WRITTEN INSTRUCTION: Rewrite the material from its start through the line containing "81 108 L 82", both ends included, and scale every polygon vertex coordinate by 0.55, rounding each to the nearest whole number with halves rounded up. Leave all other text and numbers unchanged.

─── DATASET EXCERPTS ───

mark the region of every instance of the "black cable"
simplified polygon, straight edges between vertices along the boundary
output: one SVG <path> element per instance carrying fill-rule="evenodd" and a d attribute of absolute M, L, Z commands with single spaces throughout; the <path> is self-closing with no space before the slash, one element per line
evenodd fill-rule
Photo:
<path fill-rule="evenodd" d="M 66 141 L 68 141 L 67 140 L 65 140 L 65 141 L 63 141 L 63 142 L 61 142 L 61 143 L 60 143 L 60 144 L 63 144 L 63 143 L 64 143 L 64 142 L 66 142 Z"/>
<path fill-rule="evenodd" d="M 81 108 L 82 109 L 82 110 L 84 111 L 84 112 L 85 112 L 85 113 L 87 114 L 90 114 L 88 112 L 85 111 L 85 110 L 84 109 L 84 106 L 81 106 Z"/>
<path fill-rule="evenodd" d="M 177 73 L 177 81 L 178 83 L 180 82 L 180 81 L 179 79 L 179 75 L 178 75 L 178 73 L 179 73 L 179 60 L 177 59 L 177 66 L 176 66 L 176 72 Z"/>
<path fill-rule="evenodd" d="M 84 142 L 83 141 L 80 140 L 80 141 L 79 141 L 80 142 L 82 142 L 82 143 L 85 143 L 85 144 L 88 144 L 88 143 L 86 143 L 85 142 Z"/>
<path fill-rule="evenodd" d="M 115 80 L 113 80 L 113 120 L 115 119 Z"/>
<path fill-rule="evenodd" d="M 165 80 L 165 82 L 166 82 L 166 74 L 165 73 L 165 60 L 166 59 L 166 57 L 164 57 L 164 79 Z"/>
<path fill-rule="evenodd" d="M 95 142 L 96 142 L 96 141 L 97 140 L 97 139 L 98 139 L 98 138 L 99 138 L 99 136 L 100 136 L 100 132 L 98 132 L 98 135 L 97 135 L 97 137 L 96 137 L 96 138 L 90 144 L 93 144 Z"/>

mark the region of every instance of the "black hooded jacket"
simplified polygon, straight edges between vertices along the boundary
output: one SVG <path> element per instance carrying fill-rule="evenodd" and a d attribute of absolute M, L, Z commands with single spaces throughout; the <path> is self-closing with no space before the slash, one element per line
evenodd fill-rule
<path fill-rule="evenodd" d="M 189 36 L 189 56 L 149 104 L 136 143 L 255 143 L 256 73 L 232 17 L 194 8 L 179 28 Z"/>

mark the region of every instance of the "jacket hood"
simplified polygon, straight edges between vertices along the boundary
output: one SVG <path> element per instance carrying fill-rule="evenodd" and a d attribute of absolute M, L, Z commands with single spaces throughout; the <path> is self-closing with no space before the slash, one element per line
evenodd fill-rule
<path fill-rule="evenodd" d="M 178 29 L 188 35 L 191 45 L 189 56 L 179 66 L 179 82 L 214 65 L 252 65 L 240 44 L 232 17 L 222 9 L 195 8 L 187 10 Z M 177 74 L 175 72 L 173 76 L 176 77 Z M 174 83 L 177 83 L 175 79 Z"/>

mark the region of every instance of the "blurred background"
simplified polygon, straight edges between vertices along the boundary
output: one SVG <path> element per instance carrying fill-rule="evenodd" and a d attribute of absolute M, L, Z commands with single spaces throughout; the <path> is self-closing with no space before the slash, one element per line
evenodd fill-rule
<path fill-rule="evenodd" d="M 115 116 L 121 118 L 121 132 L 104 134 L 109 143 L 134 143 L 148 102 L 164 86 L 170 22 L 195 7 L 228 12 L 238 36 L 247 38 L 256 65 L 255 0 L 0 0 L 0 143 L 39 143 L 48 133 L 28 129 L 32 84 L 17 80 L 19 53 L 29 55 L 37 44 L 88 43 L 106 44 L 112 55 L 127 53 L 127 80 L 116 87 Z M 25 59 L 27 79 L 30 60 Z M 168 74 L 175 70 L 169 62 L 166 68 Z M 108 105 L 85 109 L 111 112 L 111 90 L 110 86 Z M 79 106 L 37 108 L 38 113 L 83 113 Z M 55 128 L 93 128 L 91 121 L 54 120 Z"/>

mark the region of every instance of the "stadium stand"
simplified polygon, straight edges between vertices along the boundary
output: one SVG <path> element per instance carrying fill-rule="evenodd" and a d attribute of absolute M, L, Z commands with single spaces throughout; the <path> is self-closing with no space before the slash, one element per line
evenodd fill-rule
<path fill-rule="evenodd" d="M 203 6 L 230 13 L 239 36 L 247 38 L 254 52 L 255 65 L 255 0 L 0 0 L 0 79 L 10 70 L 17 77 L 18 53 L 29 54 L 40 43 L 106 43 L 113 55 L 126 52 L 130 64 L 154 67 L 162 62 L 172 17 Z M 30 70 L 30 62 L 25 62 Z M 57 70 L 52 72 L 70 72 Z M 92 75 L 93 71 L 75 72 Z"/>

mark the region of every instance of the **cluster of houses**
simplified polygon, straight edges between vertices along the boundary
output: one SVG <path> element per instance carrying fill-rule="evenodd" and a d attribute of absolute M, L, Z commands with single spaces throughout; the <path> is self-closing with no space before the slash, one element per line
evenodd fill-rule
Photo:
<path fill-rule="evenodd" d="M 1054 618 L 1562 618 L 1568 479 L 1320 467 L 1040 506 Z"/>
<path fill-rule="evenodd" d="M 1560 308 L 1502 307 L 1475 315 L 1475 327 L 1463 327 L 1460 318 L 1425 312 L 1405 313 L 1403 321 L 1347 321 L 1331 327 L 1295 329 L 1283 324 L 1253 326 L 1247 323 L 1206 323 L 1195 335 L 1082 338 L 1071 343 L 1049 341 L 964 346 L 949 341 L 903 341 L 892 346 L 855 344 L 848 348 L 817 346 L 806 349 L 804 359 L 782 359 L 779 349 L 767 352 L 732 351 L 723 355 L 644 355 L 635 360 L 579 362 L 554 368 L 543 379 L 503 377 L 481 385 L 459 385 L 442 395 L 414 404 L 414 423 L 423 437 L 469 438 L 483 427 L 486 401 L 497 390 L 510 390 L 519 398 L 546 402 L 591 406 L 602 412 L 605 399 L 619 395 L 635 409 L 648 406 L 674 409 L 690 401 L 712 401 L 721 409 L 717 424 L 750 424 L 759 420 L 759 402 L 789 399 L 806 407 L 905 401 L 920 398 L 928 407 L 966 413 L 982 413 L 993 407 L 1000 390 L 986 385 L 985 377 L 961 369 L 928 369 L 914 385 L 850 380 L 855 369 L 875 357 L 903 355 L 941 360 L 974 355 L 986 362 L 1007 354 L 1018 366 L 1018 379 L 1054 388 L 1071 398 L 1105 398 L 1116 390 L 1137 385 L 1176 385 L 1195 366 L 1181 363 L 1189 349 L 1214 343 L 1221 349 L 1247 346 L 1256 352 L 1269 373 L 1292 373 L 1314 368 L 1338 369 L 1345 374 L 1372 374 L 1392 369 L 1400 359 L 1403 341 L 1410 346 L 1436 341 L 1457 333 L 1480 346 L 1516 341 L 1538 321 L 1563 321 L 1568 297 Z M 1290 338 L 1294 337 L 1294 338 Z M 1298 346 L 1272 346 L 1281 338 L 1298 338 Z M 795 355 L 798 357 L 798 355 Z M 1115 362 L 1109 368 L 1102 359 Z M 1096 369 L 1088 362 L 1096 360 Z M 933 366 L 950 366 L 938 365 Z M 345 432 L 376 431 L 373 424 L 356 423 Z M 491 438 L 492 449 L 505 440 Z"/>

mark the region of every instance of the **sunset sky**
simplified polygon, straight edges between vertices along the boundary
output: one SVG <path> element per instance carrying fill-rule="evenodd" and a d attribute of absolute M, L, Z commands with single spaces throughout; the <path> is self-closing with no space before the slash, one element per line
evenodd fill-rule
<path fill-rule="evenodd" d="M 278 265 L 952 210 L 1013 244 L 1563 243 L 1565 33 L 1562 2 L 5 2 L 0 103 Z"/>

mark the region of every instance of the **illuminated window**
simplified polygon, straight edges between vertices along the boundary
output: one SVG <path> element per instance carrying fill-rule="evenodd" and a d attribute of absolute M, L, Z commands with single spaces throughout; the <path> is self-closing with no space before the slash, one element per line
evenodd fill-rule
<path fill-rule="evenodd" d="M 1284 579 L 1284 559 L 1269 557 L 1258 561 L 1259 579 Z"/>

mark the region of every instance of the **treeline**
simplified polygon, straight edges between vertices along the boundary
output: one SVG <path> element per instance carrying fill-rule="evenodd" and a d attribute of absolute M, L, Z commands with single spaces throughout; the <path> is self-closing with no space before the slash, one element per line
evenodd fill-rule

───

TASK RESPONSE:
mark the region of every instance of the "black cable"
simplified polygon, straight edges between vertices along the boundary
output: one SVG <path> element per instance carrying fill-rule="evenodd" and a d attribute of absolute M, L, Z commands with single spaces throughout; the <path> is self-closing with no space before the slash, one element per line
evenodd fill-rule
Photo:
<path fill-rule="evenodd" d="M 36 78 L 37 78 L 37 77 L 36 77 L 36 78 L 35 78 L 35 78 L 34 78 L 34 79 L 33 79 L 33 79 L 35 79 L 35 79 L 35 79 L 35 78 L 36 78 Z"/>
<path fill-rule="evenodd" d="M 45 59 L 45 60 L 45 61 L 46 61 L 46 62 L 47 62 L 47 62 L 48 63 L 50 63 L 48 62 L 47 61 L 47 61 L 46 60 L 46 58 L 45 58 Z"/>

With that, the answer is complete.